[What you are asked to do]: In full and unaltered, output the records below.

[Input]:
____________

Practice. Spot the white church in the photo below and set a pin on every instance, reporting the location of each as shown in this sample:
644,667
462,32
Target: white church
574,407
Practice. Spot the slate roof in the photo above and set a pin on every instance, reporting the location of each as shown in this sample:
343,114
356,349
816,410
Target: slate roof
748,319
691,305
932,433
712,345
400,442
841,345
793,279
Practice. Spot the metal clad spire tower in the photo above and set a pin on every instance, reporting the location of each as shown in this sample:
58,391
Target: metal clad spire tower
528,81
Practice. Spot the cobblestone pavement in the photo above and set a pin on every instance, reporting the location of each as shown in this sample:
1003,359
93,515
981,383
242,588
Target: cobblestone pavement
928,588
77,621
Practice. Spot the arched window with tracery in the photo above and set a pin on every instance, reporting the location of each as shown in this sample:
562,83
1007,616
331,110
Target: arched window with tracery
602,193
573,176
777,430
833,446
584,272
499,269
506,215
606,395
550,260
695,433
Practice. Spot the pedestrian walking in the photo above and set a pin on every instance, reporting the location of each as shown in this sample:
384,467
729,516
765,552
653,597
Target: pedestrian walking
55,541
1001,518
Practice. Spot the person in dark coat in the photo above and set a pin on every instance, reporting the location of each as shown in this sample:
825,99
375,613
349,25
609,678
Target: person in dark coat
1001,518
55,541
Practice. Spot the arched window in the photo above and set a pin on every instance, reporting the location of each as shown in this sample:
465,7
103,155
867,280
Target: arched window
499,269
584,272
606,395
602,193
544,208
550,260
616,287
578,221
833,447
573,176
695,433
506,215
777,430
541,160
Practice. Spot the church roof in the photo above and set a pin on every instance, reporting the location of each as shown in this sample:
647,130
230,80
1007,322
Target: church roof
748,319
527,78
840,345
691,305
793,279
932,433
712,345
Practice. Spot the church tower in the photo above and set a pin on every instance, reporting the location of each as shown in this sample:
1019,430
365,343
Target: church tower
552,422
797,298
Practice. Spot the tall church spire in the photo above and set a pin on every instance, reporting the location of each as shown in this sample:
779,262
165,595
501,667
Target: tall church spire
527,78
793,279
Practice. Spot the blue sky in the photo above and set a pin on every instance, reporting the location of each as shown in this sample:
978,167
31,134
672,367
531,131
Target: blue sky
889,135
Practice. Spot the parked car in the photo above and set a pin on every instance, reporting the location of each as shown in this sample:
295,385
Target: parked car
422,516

____________

[Result]:
Practice. Spot the white church in the photo below and set a pin on every instance, reporting the location of each as shown in this sample:
644,667
462,32
Target: white church
574,407
Practice. Spot the slate roof in the photo above and set a pin on every instance, reporting the location of each as shown in this sample:
343,114
356,349
816,410
Target: slate roof
748,319
691,305
932,433
712,345
400,442
841,345
793,279
Practice. Spot the metal clad spire tower in the photo above and set a pin on every instance, reporting the location of each as shown in this sample:
58,391
Target: metal clad spire tower
528,81
Practice. Spot the cobblestone pavement in the photo above and set a pin on every instance, reporting the location of each as shown in this sample:
1003,359
93,515
981,383
242,588
Target: cobblestone pavement
928,588
77,621
Practice. Spot the arched window with tracery in the photo above and set a pin on every instance, reporting the location of each as shown in this sample:
562,83
1007,616
331,110
Target: arched window with tracery
602,193
573,176
777,430
833,446
584,272
499,269
506,215
606,395
550,260
695,433
Practice. Spot the pedestrian walking in the photo above and set a pin on every instance, reporting the location of each as shown in this sample:
384,467
729,516
765,552
653,597
Target: pedestrian walking
55,541
1001,518
Practice. Spot the person in dark coat in the photo above and set a pin on every instance, reporting the location of each as shown in this sample:
825,99
375,613
349,25
609,678
Target: person in dark coat
1001,518
55,541
Practice. Spot the arched window in the photo above and set a pin on every instance, reporting the location of each as shown in this sample:
465,7
103,155
867,280
Target: arched window
499,269
584,272
606,395
602,193
544,208
550,260
616,287
578,221
833,447
573,176
695,433
506,215
777,430
541,160
Practice. Spot the church roof in the photo above and set a pin on every instance, reporting the location of each as shown in this sample:
647,130
230,80
1007,322
Target: church roof
748,319
527,78
840,345
691,305
793,279
932,433
712,345
Practice. Spot the church tower in the photo above and set a pin on every instance, reporting the location of each as shown in this sample:
1019,430
365,343
Target: church tower
552,422
797,298
Practice. Spot the tall church spire in the photo above and set a pin on every instance, reporting the location of each as shown in this sample:
779,262
165,595
501,667
Target: tall church spire
527,78
793,279
Practice. Spot the blue sky in the photo above and set a pin on every instance, reporting the location of each as shown in this sample:
978,167
31,134
672,367
531,131
Target: blue sky
889,135
Practice. Spot the parked car in the photo above and set a pin on every instance, reporting the location of each as shown in this sample:
295,385
Target: parked car
422,516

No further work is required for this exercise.